* Exercise directions *
The records below need retyping in full; give them again exactly.

* Supplied data *
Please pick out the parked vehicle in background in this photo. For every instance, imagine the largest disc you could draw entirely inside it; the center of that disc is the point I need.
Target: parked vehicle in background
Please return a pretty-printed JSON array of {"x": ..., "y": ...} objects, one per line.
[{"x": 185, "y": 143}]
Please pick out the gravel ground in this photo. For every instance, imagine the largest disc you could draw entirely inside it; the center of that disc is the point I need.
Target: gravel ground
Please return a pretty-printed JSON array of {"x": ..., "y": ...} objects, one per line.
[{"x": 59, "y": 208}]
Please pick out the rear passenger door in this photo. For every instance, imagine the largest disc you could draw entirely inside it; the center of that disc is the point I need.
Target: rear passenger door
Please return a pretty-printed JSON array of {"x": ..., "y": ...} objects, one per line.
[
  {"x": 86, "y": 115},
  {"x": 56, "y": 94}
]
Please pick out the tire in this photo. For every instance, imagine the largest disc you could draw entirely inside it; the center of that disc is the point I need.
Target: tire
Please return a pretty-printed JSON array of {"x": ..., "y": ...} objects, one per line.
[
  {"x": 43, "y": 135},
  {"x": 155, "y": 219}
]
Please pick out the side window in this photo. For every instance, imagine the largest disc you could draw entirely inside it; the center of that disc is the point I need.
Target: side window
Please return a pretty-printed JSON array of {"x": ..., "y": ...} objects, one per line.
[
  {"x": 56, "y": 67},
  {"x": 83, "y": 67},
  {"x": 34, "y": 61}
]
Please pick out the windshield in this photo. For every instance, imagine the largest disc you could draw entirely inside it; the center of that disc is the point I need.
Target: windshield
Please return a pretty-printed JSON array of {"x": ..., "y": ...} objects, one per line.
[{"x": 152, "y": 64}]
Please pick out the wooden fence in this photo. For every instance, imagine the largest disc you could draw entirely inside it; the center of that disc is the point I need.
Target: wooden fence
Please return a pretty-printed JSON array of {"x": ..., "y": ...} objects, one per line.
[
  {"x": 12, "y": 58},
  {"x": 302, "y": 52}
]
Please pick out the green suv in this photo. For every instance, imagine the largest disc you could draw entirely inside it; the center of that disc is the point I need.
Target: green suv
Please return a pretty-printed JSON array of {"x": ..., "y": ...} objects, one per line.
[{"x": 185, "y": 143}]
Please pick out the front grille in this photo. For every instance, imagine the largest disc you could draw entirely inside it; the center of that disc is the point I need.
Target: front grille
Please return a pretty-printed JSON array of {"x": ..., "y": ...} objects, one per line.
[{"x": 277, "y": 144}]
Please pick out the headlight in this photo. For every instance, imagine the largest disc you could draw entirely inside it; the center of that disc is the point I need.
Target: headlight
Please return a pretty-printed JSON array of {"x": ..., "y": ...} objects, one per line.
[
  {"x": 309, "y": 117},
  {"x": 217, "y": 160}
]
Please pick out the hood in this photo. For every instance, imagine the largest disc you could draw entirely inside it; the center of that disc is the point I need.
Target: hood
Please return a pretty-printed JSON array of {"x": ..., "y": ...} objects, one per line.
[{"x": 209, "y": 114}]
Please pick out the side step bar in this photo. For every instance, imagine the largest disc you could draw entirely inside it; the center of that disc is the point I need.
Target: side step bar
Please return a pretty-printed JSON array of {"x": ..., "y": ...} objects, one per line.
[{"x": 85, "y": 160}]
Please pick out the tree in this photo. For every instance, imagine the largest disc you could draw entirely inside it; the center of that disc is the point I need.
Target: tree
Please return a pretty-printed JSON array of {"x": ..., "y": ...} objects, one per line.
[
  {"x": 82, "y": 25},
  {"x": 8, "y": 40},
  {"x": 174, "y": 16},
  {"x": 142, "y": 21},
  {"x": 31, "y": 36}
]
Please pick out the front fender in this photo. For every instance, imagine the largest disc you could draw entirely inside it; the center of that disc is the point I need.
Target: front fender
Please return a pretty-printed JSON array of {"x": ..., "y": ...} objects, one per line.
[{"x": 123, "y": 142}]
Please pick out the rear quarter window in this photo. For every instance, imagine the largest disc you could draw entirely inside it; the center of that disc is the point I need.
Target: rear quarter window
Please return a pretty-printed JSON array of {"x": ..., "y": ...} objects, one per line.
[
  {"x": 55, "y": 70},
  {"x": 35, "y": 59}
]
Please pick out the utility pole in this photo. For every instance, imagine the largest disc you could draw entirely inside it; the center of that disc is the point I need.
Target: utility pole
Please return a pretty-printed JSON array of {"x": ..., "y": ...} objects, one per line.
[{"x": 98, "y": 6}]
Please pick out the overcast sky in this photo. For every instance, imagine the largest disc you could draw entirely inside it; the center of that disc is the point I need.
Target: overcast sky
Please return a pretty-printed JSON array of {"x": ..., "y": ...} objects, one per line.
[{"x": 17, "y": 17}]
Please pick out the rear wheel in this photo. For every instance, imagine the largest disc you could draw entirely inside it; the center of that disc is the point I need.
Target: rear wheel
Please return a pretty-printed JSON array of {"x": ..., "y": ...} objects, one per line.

* Result of the exercise *
Please pick out the parked vehicle in background in this photo. For every instance, imagine the largest disc you could draw entirely inside it; the center of that disc is the point I need.
Target: parked vehicle in background
Please return a pretty-printed JSON array of {"x": ..., "y": ...} objects, one per line.
[{"x": 185, "y": 143}]
Please pick out the gravel ground in this photo. For every instance, imagine the largest disc you could draw entirely inside it; the center of that disc is the point I need.
Target: gravel ground
Please return a pretty-printed JSON array of {"x": ..., "y": ...} objects, one per line.
[{"x": 59, "y": 208}]
Please pick out the rear passenger door in this photo. For every instance, imagine the largest disc you could draw entirely inside it; the center of that disc is the point I need.
Target: rear passenger door
Please return a pretty-printed JSON array of {"x": ..., "y": ...} objects, one per line.
[
  {"x": 86, "y": 115},
  {"x": 56, "y": 94}
]
Please pick out the tire in this photo. For every instance, imagine the largest disc you could draw entirely inside it; the center of that disc is the point I need.
Target: tire
Please return a pretty-printed JSON array of {"x": ..., "y": ...} objects, one per line.
[
  {"x": 43, "y": 135},
  {"x": 155, "y": 219}
]
Please pick out the side window in this photo. For every instance, imagine the largest disc you could draw entirely inside it; the center of that disc is the point I need.
Target: side window
Please return a pretty-printed JSON array of {"x": ..., "y": ...} objects, one per line.
[
  {"x": 56, "y": 67},
  {"x": 83, "y": 67},
  {"x": 34, "y": 61}
]
Please pick out the windshield in this photo. For every instance, imagine the largest disc you could draw entirely inside it; the center of that disc is the point I need.
Target: windshield
Please return a pretty-printed JSON array of {"x": ..., "y": ...} objects, one per line.
[{"x": 152, "y": 64}]
Please pick out the wooden fence in this photo. For every instance, imagine the largest disc you could draw entirely inside it; the center of that disc is the point I need.
Target: wooden fence
Please return a pretty-printed JSON array of {"x": ..., "y": ...} objects, one per line.
[
  {"x": 12, "y": 58},
  {"x": 302, "y": 52}
]
Please pick out the green suv in this photo. For every instance, imagine the largest disc you could draw entirely inside it; the center of that disc is the point I need.
Target: green suv
Please return a pretty-printed JSON array of {"x": ..., "y": ...} objects, one per line.
[{"x": 185, "y": 143}]
Please pick out the front grille in this photo. For every instance, imagine the largest disc you could draw entirely inside it; the center of that disc is the point I need.
Target: front grille
Please return a pretty-printed JSON array of {"x": ..., "y": ...} objects, one per line.
[{"x": 277, "y": 144}]
Please pick out the headlight in this photo. For every instance, imagine the largest disc you could draw entirely inside it; the center of that disc is the point I need.
Target: headlight
Please return a pretty-printed JSON array of {"x": ..., "y": ...} objects, one per line.
[
  {"x": 309, "y": 117},
  {"x": 217, "y": 160}
]
Please pick out the hood in this photo. For every instance, imagine the largest disc you could draw entirely inside it; the center of that disc is the point I need.
Target: hood
Please return a pretty-printed JSON array of {"x": ..., "y": ...} objects, one per line.
[{"x": 209, "y": 114}]
Please pick out the side step bar in this photo. For every instance, imagine the largest disc you could draw entirely inside it; the center of that disc is the point I need.
Target: side step bar
Please return a pretty-printed JSON array of {"x": ..., "y": ...} objects, one per line.
[{"x": 85, "y": 160}]
Please pick out the tree in this photo. For every instance, imagine the largest disc you could draw entirely inside it; the center of that disc is the point I need.
Target: tree
Please return a pretty-printed JSON array of {"x": ..., "y": ...} objects, one per line.
[
  {"x": 82, "y": 25},
  {"x": 8, "y": 40},
  {"x": 174, "y": 16},
  {"x": 142, "y": 21},
  {"x": 31, "y": 36}
]
Please pick out the front fender in this photo. For every instance, imagine the largest disc you could draw entirely inside it; the center of that disc is the point I need.
Target: front fender
Please return a pretty-printed JSON array of {"x": ..., "y": ...} objects, one per line.
[{"x": 123, "y": 142}]
Please pick out the rear quarter window in this photo. For every instance, imagine the largest disc you could draw entirely inside it; the center of that disc is the point I need.
Target: rear quarter window
Please return a pretty-printed JSON array of {"x": ..., "y": ...} objects, one per line.
[
  {"x": 55, "y": 70},
  {"x": 35, "y": 59}
]
Please pick out the utility pole in this photo. For every instance, imagine the largest disc you could draw entirely inside it; the center of that disc is the point I need.
Target: utility pole
Please return a pretty-printed JSON array of {"x": ..., "y": ...} objects, one per line.
[{"x": 98, "y": 6}]
Please pick out the overcast sky in this photo. For every instance, imagine the largest disc you could draw entirely inside it; the center of that disc is the point I need.
Target: overcast sky
Please return a pretty-printed JSON array of {"x": ..., "y": ...} objects, one per line.
[{"x": 17, "y": 17}]
Please pick out the rear wheel in this photo. For every instance, imagine the largest disc you could draw entirely inside it; the center of that disc is the point I need.
Target: rear wheel
Please return a pretty-printed JSON array of {"x": ..., "y": ...} objects, one per line.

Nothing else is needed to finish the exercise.